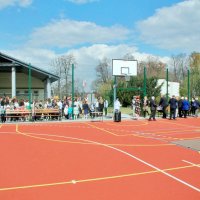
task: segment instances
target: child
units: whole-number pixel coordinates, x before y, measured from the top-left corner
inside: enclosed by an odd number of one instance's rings
[[[68,108],[68,117],[69,117],[69,119],[72,119],[72,107],[71,106],[69,106],[69,108]]]
[[[74,107],[74,119],[77,119],[78,114],[79,114],[78,106],[75,106],[75,107]]]
[[[5,110],[4,106],[1,106],[0,113],[1,113],[1,122],[5,123],[6,122],[6,110]]]
[[[69,117],[68,117],[68,107],[69,106],[67,104],[64,107],[64,111],[63,112],[64,112],[65,119],[69,119]]]

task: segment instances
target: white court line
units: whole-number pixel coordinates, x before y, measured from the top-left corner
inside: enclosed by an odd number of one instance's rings
[[[195,164],[195,163],[189,162],[189,161],[187,161],[187,160],[182,160],[182,161],[185,162],[185,163],[191,164],[191,165],[193,165],[193,166],[195,166],[195,167],[200,168],[200,165],[197,165],[197,164]]]
[[[17,128],[17,131],[16,131],[16,132],[18,132],[19,134],[22,134],[22,135],[24,135],[24,136],[31,137],[31,135],[29,135],[29,134],[20,132],[20,131],[18,130],[18,128]],[[47,135],[48,135],[48,134],[47,134]],[[90,143],[93,143],[93,144],[97,144],[97,145],[104,146],[104,147],[107,147],[107,148],[109,148],[109,149],[118,151],[118,152],[120,152],[120,153],[122,153],[122,154],[125,154],[125,155],[127,155],[127,156],[129,156],[129,157],[131,157],[131,158],[133,158],[133,159],[135,159],[135,160],[137,160],[137,161],[139,161],[139,162],[141,162],[141,163],[143,163],[143,164],[145,164],[145,165],[147,165],[147,166],[149,166],[149,167],[151,167],[151,168],[153,168],[153,169],[159,171],[159,172],[162,173],[162,174],[165,174],[166,176],[168,176],[168,177],[170,177],[170,178],[172,178],[172,179],[178,181],[179,183],[182,183],[183,185],[186,185],[186,186],[190,187],[191,189],[196,190],[197,192],[200,192],[200,188],[197,188],[197,187],[195,187],[195,186],[193,186],[193,185],[191,185],[191,184],[189,184],[189,183],[187,183],[187,182],[185,182],[185,181],[183,181],[183,180],[181,180],[181,179],[179,179],[179,178],[177,178],[177,177],[175,177],[175,176],[173,176],[173,175],[171,175],[171,174],[165,172],[164,170],[162,170],[162,169],[160,169],[160,168],[158,168],[158,167],[156,167],[156,166],[154,166],[154,165],[152,165],[152,164],[150,164],[150,163],[148,163],[148,162],[146,162],[146,161],[144,161],[144,160],[142,160],[142,159],[140,159],[140,158],[138,158],[138,157],[136,157],[136,156],[134,156],[134,155],[132,155],[132,154],[130,154],[130,153],[128,153],[128,152],[126,152],[126,151],[123,151],[123,150],[118,149],[118,148],[113,147],[113,146],[109,146],[109,145],[107,145],[107,144],[102,144],[102,143],[95,142],[95,141],[91,141],[91,140],[85,140],[85,139],[73,138],[73,137],[66,137],[66,138],[68,138],[68,139],[74,139],[74,140],[80,140],[80,141],[84,141],[84,142],[90,142]]]

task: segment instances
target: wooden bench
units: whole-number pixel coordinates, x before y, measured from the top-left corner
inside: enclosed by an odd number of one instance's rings
[[[33,120],[40,119],[59,119],[61,120],[61,112],[58,108],[43,108],[43,109],[33,109],[32,110]]]
[[[31,110],[28,109],[6,109],[5,118],[10,121],[23,120],[26,121],[31,116]]]

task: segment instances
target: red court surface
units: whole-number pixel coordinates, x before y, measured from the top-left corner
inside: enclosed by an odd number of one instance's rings
[[[0,125],[1,200],[199,200],[200,119]]]

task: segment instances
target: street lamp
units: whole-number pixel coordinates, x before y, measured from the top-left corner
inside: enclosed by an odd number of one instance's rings
[[[72,119],[74,120],[74,64],[72,64]]]
[[[169,69],[168,69],[168,66],[166,65],[166,99],[167,99],[167,102],[168,102],[168,97],[169,97],[168,84],[169,84]]]
[[[28,101],[29,109],[31,109],[31,64],[28,65]]]
[[[190,101],[190,66],[188,66],[188,101]]]

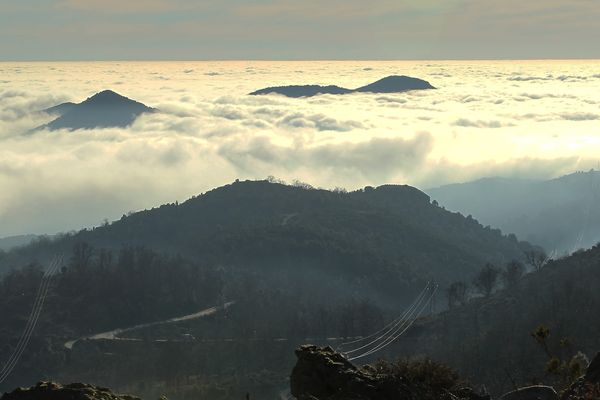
========================================
Work to complete:
Set down all entries above again, exactly, without images.

Task solution:
task: segment instances
target: child
units: whole-number pixel coordinates, x before y, measured from the top-left corner
inside: enclosed by an odd number of one instance's rings
[[[68,108],[68,117],[69,117],[69,119],[72,119],[72,107],[71,106],[69,106],[69,108]]]
[[[74,107],[74,119],[77,119],[78,114],[79,114],[78,106],[75,106],[75,107]]]
[[[5,110],[4,106],[1,106],[0,113],[1,113],[1,122],[5,123],[6,122],[6,110]]]
[[[69,117],[68,117],[68,107],[69,106],[67,104],[64,107],[64,111],[63,112],[64,112],[65,119],[69,119]]]

task: segment instances
target: white court line
units: whole-number pixel coordinates, x before y, measured from the top-left corner
inside: enclosed by an odd number of one instance's rings
[[[195,164],[195,163],[189,162],[189,161],[187,161],[187,160],[182,160],[182,161],[185,162],[185,163],[191,164],[191,165],[193,165],[193,166],[195,166],[195,167],[200,168],[200,165],[197,165],[197,164]]]
[[[17,128],[17,131],[16,131],[16,132],[18,132],[19,134],[22,134],[22,135],[24,135],[24,136],[31,137],[31,135],[29,135],[29,134],[20,132],[20,131],[18,130],[18,128]],[[47,135],[48,135],[48,134],[47,134]],[[90,143],[93,143],[93,144],[97,144],[97,145],[104,146],[104,147],[107,147],[107,148],[109,148],[109,149],[118,151],[118,152],[120,152],[120,153],[122,153],[122,154],[125,154],[125,155],[127,155],[127,156],[129,156],[129,157],[131,157],[131,158],[133,158],[133,159],[135,159],[135,160],[137,160],[137,161],[139,161],[139,162],[141,162],[141,163],[143,163],[143,164],[145,164],[145,165],[147,165],[147,166],[149,166],[149,167],[151,167],[151,168],[153,168],[153,169],[159,171],[159,172],[162,173],[162,174],[165,174],[166,176],[168,176],[168,177],[170,177],[170,178],[172,178],[172,179],[178,181],[179,183],[182,183],[183,185],[186,185],[186,186],[190,187],[191,189],[196,190],[197,192],[200,192],[200,188],[197,188],[197,187],[195,187],[195,186],[193,186],[193,185],[191,185],[191,184],[189,184],[189,183],[187,183],[187,182],[185,182],[185,181],[183,181],[183,180],[181,180],[181,179],[179,179],[179,178],[177,178],[177,177],[175,177],[175,176],[173,176],[173,175],[171,175],[171,174],[165,172],[164,170],[162,170],[162,169],[160,169],[160,168],[158,168],[158,167],[156,167],[156,166],[154,166],[154,165],[152,165],[152,164],[150,164],[150,163],[148,163],[148,162],[146,162],[146,161],[144,161],[144,160],[142,160],[142,159],[140,159],[140,158],[138,158],[138,157],[136,157],[136,156],[134,156],[134,155],[132,155],[132,154],[130,154],[130,153],[128,153],[128,152],[126,152],[126,151],[123,151],[123,150],[118,149],[118,148],[113,147],[113,146],[109,146],[109,145],[107,145],[107,144],[102,144],[102,143],[95,142],[95,141],[91,141],[91,140],[85,140],[85,139],[73,138],[73,137],[66,137],[66,138],[68,138],[68,139],[74,139],[74,140],[80,140],[80,141],[84,141],[84,142],[90,142]]]

task: segment instances
target: wooden bench
units: whole-number pixel coordinates, x before y, measured from the top-left corner
inside: enclosed by an odd number of one instance's rings
[[[33,120],[40,119],[59,119],[61,120],[61,112],[58,108],[43,108],[43,109],[33,109],[32,110]]]
[[[31,110],[28,109],[6,109],[5,118],[10,121],[23,120],[26,121],[31,116]]]

task: segment instances
target: red court surface
units: whole-number pixel coordinates, x before y, measured from the top-left corner
inside: enclosed by an odd number of one instance's rings
[[[0,125],[1,200],[199,200],[200,119]]]

task: segment instances
target: street lamp
units: whole-number pixel coordinates, x before y, measured from the top-left corner
inside: enclosed by an odd number of one instance's rings
[[[72,119],[74,120],[74,64],[72,64]]]
[[[169,69],[168,69],[168,66],[166,65],[166,99],[167,99],[167,102],[168,102],[168,97],[169,97],[168,84],[169,84]]]
[[[28,101],[29,109],[31,109],[31,64],[28,65]]]
[[[190,101],[190,66],[188,66],[188,101]]]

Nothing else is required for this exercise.